**STATED TASK:** Extend the population variance calculator page below, picking up right after its last line. The rows after it are separate.

Confidence Interval For Population Variance Calculator

Confidence Interval For Population Variance Calculator

Use below Confidence interval for population variance calculator to calculate degees of freedom,chi-square critical values, confidence limits.

Calculator

Confidence Interval for Variance Calculator
Sample Size ($n$)
Sample Standard Deviation ($s$)
Confidence Level ($1-\alpha$)
Confidence Interval for Variance Results
Degrees of Freedom : (df)
Chi-square critical value 1:
Chi-square critical value 2:
Lower Confidence Limits:
Upper Confidence Limits:

How to use Confidence Interval for Variance Calculator?

Step 1 - Enter the Sample Size (n)

Step 2 - Enter the Sample Standard Deviation (s)

Step 3 - Select Confidence level (90%,95%,98% or 99%)

Step 4 - Click on "Calculate" button to calculate Confidence Interval for variance

Step 5 - Calculate Degrees of Freedom (df)

Step 6 - Calculate Chi-Square critical value 1

Step 7 - Calculate Chi-Square critical value 2

Step 8 - Calculate lower confidence limits

Step 9 - Calculate upper confidence limits

Confidence Interval for Variance Theory

Let $X_1, X_2, \cdots , X_n$ be a random sample of size $n$ from $N(\mu, \sigma^2)$.

Let $\overline{X}=\frac{1}{n} \sum X_i$ be the sample mean and $s^2=\dfrac{1}{n-1}\bigg(\sum_{i=1}^nx_i^2-\dfrac{\big(\sum x_i\big)^2}{n}\bigg)$ be the sample variance.

Let $C=1-\alpha$ be the confidence coefficient. We wish to construct a $100(1-\alpha)$% confidence interval of a population variance $\sigma^2$.

$100(1-\alpha)$% confidence interval estimate of population variance $\sigma^2$ is

$$ \begin{aligned} \bigg(\frac{(n-1)s^2}{\chi^2_{(\alpha/2,n-1)}}, \frac{(n-1)s^2}{\chi^2_{(1-\alpha/2,n-1)}}\bigg) \end{aligned} $$

$100(1-\alpha)$% confidence interval estimate of population standard deviation $\sigma^2$ is

$$ \begin{aligned} \sqrt{\bigg(\frac{(n-1)s^2}{\chi^2_{(\alpha/2,n-1)}}}, \sqrt{\frac{(n-1)s^2}{\chi^2_{(1-\alpha/2,n-1)}}}\bigg) \end{aligned} $$

Assumptions

a. The sample is a simple random sample.

b. The population has a normal distribution.

**PROVIDED DATA:**

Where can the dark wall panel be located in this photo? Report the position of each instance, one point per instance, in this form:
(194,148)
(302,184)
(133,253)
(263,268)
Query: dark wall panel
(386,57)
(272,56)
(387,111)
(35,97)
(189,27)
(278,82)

**EXPECTED ANSWER:**
Step by Step procedure

Step by step procedure to estimate confidence interval for population variance $\sigma^2$ is as follows:

Step 1 Specify the confidence level $(1-\alpha)$

Step 2 Given information

Specify the given information, sample size $n$, sample mean $\overline{X}$ and sample variance $s^2$.

Step 3 Specify the formula

$100(1-\alpha)$% confidence interval estimate of population variance $\sigma^2$ is
$$ \begin{aligned} \bigg(\frac{(n-1)s^2}{\chi^2_{(\alpha/2,n-1)}}, \frac{(n-1)s^2}{\chi^2_{(1-\alpha/2,n-1)}}\bigg) \end{aligned} $$

Step 4 Determine the critical value

Determine the critical values $\chi^2_L = \chi^2_{(\alpha/2,n-1)}$ and $\chi^2_R = \chi^2_{(1-\alpha/2,n-1)}$ from $\chi^2$ statistical table that corresponds to the desired confidence level and the degrees of freedom.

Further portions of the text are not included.